→ **DATASET ENTRIES**:
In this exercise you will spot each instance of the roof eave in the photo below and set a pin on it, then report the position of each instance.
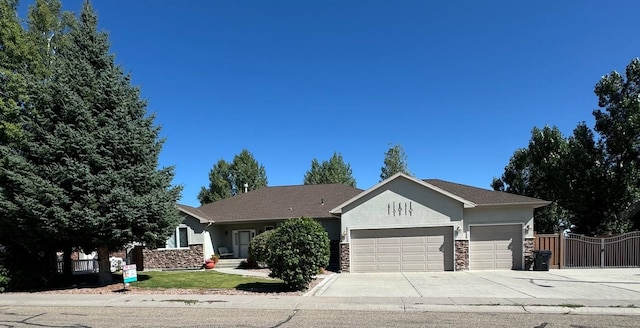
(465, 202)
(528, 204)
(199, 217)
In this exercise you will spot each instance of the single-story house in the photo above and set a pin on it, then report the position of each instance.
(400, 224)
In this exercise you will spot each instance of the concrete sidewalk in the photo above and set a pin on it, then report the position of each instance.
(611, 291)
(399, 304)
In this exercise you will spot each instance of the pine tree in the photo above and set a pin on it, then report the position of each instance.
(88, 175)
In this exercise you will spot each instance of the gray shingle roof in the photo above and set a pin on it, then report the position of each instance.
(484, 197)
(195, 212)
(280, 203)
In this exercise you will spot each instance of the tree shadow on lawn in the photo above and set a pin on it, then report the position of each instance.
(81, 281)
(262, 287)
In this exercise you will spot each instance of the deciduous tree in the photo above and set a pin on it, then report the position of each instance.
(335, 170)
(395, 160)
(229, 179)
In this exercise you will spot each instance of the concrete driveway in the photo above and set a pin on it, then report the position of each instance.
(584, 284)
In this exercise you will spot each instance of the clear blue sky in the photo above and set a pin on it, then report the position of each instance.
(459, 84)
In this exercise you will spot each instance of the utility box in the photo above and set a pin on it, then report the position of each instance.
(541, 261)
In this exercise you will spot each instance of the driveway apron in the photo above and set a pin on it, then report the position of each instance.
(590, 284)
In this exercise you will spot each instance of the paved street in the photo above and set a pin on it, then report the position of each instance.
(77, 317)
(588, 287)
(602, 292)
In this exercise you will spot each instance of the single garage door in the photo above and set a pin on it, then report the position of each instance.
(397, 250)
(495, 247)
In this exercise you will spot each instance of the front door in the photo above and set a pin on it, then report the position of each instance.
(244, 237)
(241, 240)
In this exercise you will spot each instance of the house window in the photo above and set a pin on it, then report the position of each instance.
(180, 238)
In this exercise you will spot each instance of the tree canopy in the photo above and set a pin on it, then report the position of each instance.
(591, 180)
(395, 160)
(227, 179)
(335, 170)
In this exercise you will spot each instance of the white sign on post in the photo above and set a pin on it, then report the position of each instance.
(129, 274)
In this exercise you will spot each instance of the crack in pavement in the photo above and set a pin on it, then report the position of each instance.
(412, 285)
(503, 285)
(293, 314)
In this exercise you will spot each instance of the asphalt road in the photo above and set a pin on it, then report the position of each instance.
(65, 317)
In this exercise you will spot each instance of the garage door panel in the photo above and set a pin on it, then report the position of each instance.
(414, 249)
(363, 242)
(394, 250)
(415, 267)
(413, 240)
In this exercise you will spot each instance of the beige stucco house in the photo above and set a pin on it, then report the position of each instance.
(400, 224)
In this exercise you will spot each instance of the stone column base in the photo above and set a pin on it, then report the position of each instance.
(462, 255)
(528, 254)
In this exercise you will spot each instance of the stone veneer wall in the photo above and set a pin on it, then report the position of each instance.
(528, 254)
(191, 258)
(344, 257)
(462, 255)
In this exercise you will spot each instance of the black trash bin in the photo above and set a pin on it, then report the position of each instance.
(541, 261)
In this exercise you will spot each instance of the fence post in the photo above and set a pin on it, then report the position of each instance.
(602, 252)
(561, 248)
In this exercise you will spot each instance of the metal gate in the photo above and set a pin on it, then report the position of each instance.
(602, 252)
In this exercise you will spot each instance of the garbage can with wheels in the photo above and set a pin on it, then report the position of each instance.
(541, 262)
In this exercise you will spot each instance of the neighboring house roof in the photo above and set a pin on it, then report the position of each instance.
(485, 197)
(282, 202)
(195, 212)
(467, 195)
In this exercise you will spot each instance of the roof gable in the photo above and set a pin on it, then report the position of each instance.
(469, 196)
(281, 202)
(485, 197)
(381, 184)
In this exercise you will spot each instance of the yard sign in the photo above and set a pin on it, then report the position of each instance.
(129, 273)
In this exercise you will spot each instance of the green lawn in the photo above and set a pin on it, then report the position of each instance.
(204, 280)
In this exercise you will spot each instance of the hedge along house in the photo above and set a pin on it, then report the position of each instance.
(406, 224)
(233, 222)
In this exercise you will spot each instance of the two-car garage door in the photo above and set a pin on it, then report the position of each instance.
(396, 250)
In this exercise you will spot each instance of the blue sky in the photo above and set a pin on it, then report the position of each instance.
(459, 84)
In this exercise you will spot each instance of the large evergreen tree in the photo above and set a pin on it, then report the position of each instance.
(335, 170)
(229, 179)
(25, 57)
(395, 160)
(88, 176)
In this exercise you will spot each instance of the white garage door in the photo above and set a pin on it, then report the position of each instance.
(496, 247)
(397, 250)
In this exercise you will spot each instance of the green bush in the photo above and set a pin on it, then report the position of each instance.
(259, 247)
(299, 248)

→ **GIVEN REQUEST**: All records should be output exactly, with the pictures left out.

→ **TASK ANSWER**:
In this exercise you will spot each instance of the roof eave in the photo below and set a pin on it, then report the position of each instance.
(465, 202)
(528, 204)
(199, 217)
In this exercise you will spot each instance of the single-story house in the photo above and set a pin on it, then report the position of each instance.
(400, 224)
In this exercise you will spot each instance of the concrete sidewalk in the photo above and set a pin on it, then report the position of each instance.
(611, 291)
(399, 304)
In this exercise you will spot each instance of the pine tree in the photo above and set a pin on it, then report the position of each instance.
(88, 175)
In this exercise you will spot each instance of the gray shingle roof in the photo above and set a pin on it, then report the position of each instance.
(484, 197)
(195, 212)
(280, 203)
In this exercise you will spot each instance of the tree shadow on lawn in the photo above and set a pin on it, then report the position of each instance.
(81, 281)
(262, 287)
In this exercise you will spot each instance of the deciduous tree in the photo above and set a pin on it, then report the position of each instance.
(335, 170)
(395, 160)
(229, 179)
In this exercise you will spot each instance of the concrete driveway in the photo above and set a pin on it, then report the position of each instance.
(584, 284)
In this exercise you will spot each instance of the clear blue sky in the photo above and set a pin on it, then report the position of each instance.
(459, 84)
In this exercise you will spot each instance of the utility box in the photo above and set a pin on it, then report the position of each instance.
(541, 261)
In this exercise you will spot each instance of the driveway apron in the photo above and set a pin on it, then report the position of each instance.
(590, 284)
In this exercise you will spot each instance of the paved street in the photo above and set a pin on it, then report the position of each instance.
(77, 317)
(588, 287)
(602, 292)
In this exercise you will spot each instance of the single garage door in the photo above and set a pin on it, then report the position of each instance.
(397, 250)
(495, 247)
In this exercise you will spot each instance of the front door in the photo above and set a pin on it, then report the position of each instance.
(244, 237)
(241, 240)
In this exercise you will spot each instance of the house window in the photo above and set a pin on it, then report the position of each instance.
(180, 238)
In this exercise you will spot each instance of the tree canopy in the photo above and set a pin on it, then report the position of each instance.
(591, 180)
(395, 160)
(227, 179)
(335, 170)
In this exercise you will spot each instance of the white sign on post in the photo above and set a pin on it, then report the position of each instance.
(129, 274)
In this exercise you will spot each instance of the crack in pavement in the photo above and set a pin on it, then report the position of each instance.
(412, 285)
(503, 285)
(293, 314)
In this exercise you will spot each instance of the asphalt road in the photo above and set a pin on it, then report the position of each instance.
(65, 317)
In this exercise you will spot each instance of the garage door panel in the photo above and set a pin on it, then report the position of each instance.
(414, 249)
(363, 242)
(394, 250)
(415, 267)
(413, 240)
In this exercise you will spot each instance of the beige stucco house in the photo above and set a pin on it, then report the position of each instance.
(400, 224)
In this exercise you will spot each instance of the stone column base in the photo above and set a pin on it, then report the position of each instance.
(462, 255)
(528, 254)
In this exercise you will spot each instance of the stone veneer wall in the photo above and set a pin on it, then report the position of each instance.
(528, 254)
(191, 258)
(344, 257)
(462, 255)
In this exercise you will spot each instance of the black trash bin in the photo above and set a pin on it, then report the position of each instance.
(541, 261)
In this exercise you will spot each instance of the fence post in the photo above and set a pin on it, then report the position of each instance.
(602, 252)
(561, 248)
In this exercise you will spot each instance of the metal gate in the photo above and set a pin on it, then report the position of each instance.
(602, 252)
In this exercise you will spot each instance of the garbage can with wheels in the photo above and set a pin on it, then report the position of each instance.
(541, 262)
In this exercise you will spot each instance of the neighboring house roof in the photo above and set a pin on it, then report the position of each instance.
(485, 197)
(282, 202)
(195, 212)
(467, 195)
In this exercise you will spot each instance of the roof gable in the photo above and set a pin on it, then report the position of each instance.
(469, 196)
(281, 202)
(485, 197)
(381, 184)
In this exercise you will spot each instance of the yard sign in the photo above and set a pin on it, then report the position of each instance.
(129, 273)
In this exercise you will spot each instance of the green lawn in the photo above and set a pin on it, then report the position of each instance.
(204, 280)
In this exercise you will spot each instance of the hedge along house in the photo above and set a pin on it, then report the position of each instance.
(406, 224)
(233, 222)
In this exercise you will spot each instance of the two-car garage door in the photo above and set a pin on it, then report the position of each instance.
(396, 250)
In this exercise you will spot each instance of the blue sky in the photo above and set a pin on it, then report the position of each instance.
(459, 84)
In this exercise you will spot each instance of the large evergreen tree in the photo above and set a pin on it, then report the position of each instance.
(335, 170)
(229, 179)
(25, 57)
(395, 160)
(88, 176)
In this exercise you will spot each instance of the white garage door in the photo above and set a pin on it, then report the position of each instance.
(496, 247)
(397, 250)
In this exercise you will spot each instance of the green bush in the photo above and set a pin on it, then report the position of each instance.
(259, 247)
(299, 248)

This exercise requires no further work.